:: Tantangan a ::
Menurut teks sumber, niat apa yang perlu dihadirkan jika zakat fitrah diberikan kepada kerabat?

:: Teks Sumber ::
Hanya saja, untuk bisa mendapatkan pahala yang lebih, seseorang bisa menghadirkan hal yang lain. Di antara hal yang perlu dihadirkan dalam hati ketika hendak beribadah adalah:
- Ibadah ini dilakukan karena mengikuti perintah Allah dan Rasul-Nya shallallahu ‘alaihi wa sallam.
- Zakat fitrah ini dalam rangka melestarikan sunah Nabi shallallahu ‘alaihi wa sallam.
- Ingin menunjukkan rasa cinta dan perhatiannya kepada orang miskin muslim yang membutuhkan.
- Jika diberikan kepada kerabat maka hadirkan niat untuk bersilaturahim dan menjalin hubungan dekat dengan keluarga.
Dengan menghadirkan beberapa niat di atas ketika beramal, seseorang akan mendapatkan pahala lebih.

:: Bahan yang Diberikan ::
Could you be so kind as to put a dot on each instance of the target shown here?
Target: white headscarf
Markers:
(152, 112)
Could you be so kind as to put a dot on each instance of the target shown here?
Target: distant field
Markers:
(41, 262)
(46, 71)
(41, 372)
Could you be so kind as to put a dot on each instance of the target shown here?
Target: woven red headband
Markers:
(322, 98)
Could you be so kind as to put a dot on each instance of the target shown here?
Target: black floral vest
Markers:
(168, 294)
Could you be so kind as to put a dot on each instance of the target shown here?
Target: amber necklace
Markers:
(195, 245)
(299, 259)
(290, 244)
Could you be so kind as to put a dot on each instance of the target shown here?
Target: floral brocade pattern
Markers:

:: Tantangan b ::
Saring entri di atas dengan menyalin setiap baris yang memuat kata "floral". Perbedaan huruf besar dan kecil diperhitungkan.

:: Jawaban Benar a ::
Niat untuk bersilaturahim dan menjalin hubungan dekat dengan keluarga.

:: Jawaban Benar b ::
Target: black floral vest
Target: floral brocade pattern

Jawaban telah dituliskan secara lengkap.